*** ARTICLE
The native means of deploying an application that consists of several components (pods, services, infress, volumes, …) in Kubernetes is Helm. It is superior to OpenShift Templates. Thus OpenShift Templates can be converted into Helm Charts, but not the other way round. Apparently Helm was not designed with a security or enterprise focus in mind. So by default running Helm requires privileged pods (for Tiller) making it possible for anybody to install an application everywhere in the cluster. Helm can be tweaked to be more secure and aware of Role Based Access Control (RBAC). Helm cannot be deployed in an OpenShift cluster due to the mentioned security concerns.

(Actually you can deploy Helm on OpenShift but you have to jump several loops, consider (i.e. ignore) security implications and still end up with a Helm installation that is somewhat limited compared to one on Kubernetes.)

OpenShift comes with two mechanismes to deploy applications: Templates and Ansible Playbook Bundles.

Templates predate Helm Charts in Kubernetes. The concept is pretty simple. One YAML file with descriptions of all required cluster resources. The descriptions can be parameterized by means of placeholders that are substituted by concrete values during deployment.
******
*** SUPPLIED DATA
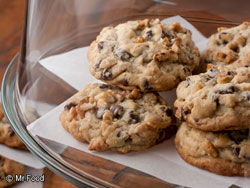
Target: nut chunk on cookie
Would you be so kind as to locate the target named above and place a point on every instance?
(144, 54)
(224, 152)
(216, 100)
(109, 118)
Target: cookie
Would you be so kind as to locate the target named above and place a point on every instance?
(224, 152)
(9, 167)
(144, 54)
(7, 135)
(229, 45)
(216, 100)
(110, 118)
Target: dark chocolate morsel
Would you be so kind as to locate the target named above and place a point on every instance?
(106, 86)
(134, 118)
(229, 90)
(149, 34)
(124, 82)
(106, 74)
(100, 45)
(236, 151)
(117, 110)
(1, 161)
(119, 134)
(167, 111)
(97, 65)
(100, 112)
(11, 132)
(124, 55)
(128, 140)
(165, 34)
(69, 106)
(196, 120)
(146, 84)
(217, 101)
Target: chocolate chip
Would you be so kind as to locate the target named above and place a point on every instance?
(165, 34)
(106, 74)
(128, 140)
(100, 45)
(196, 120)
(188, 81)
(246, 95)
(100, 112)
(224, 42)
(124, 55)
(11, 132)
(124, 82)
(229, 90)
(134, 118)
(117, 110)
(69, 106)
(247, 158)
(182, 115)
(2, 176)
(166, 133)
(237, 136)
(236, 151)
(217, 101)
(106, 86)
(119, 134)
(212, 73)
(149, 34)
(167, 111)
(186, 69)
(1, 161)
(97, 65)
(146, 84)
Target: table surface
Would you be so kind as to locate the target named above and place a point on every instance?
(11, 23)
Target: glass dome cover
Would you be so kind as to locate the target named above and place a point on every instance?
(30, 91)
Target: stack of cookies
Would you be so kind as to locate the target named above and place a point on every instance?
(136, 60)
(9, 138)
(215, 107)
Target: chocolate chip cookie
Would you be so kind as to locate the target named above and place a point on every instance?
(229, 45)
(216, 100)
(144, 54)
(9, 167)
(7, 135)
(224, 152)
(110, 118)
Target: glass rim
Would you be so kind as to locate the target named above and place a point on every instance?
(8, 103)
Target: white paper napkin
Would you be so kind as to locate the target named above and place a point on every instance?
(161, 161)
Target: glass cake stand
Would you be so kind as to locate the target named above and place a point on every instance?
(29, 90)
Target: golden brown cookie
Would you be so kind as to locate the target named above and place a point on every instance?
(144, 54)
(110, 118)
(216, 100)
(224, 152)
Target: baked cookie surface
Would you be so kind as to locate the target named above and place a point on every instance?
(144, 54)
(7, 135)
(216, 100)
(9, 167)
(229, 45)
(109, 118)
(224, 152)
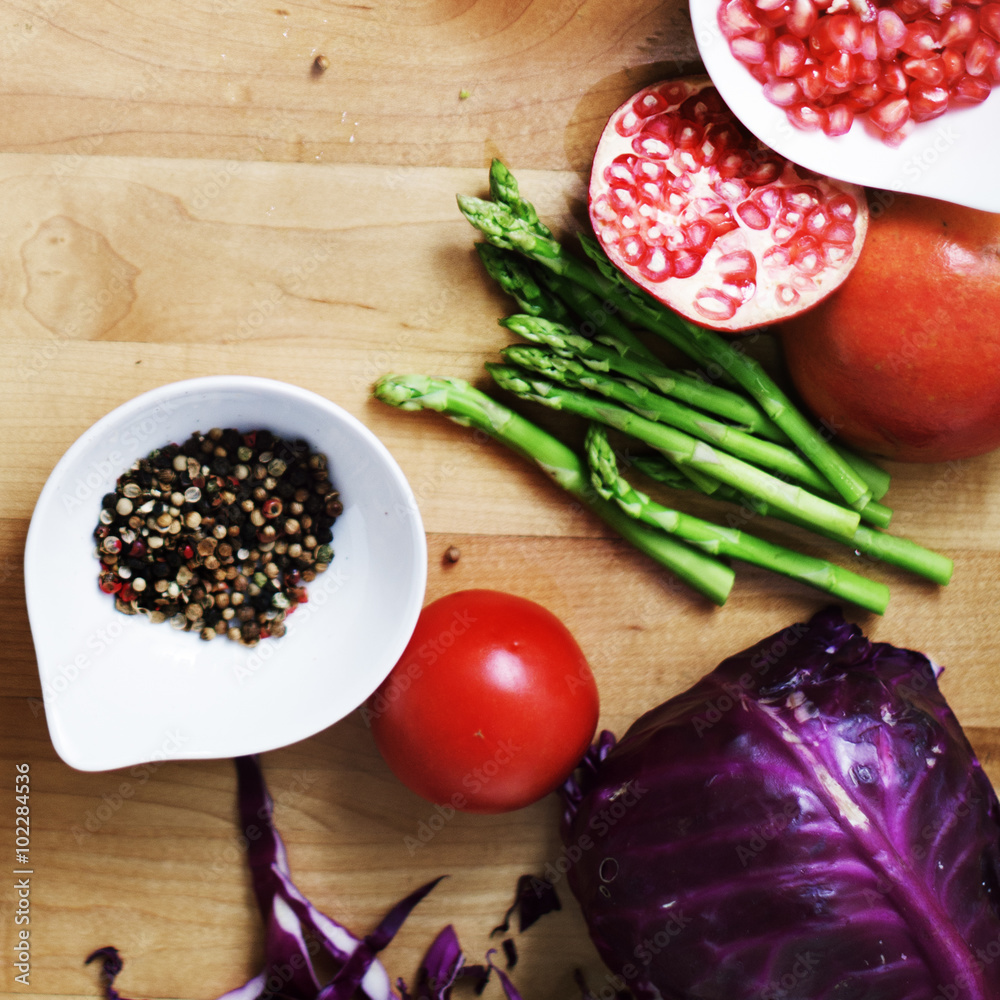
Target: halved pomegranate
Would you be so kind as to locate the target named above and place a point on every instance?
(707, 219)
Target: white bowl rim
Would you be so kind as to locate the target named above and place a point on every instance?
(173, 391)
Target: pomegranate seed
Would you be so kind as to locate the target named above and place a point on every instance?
******
- STATED GOAL 1:
According to the passage on Helm and OpenShift, what two mechanisms does OpenShift provide for deploying applications?
- STATED GOAL 2:
Please continue the passage on Helm and OpenShift, picking up after its final sentence.

- TASK OUTPUT 1:
Templates and Ansible Playbook Bundles.

- TASK OUTPUT 2:
Ansible Playbook Bundles (ABP) are way more flexible. They are basically docker images with the Ansible runtime and a set of Ansible Playbooks to provision, deprovision, bind and unbind an application.

Both Templates and APBs can be made available in the respective Service Broker (Template Service Broker and OpenShift Ansible Broker).

Service Catalog, Service Broker

Service catalog is an optional component of Kubernetes that needs to be installed separately. After installation it needs to be wired together with existing service brokers by means of creating ClusterServiceBroker instances. Operator can then query the service catalog and provision / unprovision offered services. The service catalog of Kubernetes is more targeted at managed services offered by cloud providers, less at means to provision services within the cluster.

OpenShift comes with a service catalog backed by two service brokers (by default): Template Service Broker and OpenShift Ansible Broker. The Template Service Broker serves all templates available in the cluster. New templates are created with oc create -f <template>.json. OpenShift Ansible Broker serves all Ansible Playbook Bundles installed in this cluster. New Ansible Playbook Bundles are created and installed with the command line tool abp. As with Kubernetes you may also integrate a service broker for managed services. e.g. the AWS service broker.

OpenShift’s web console offers a graphical view on the entities provided by the service catalog allowing to comfortably deploy the selected application (or service).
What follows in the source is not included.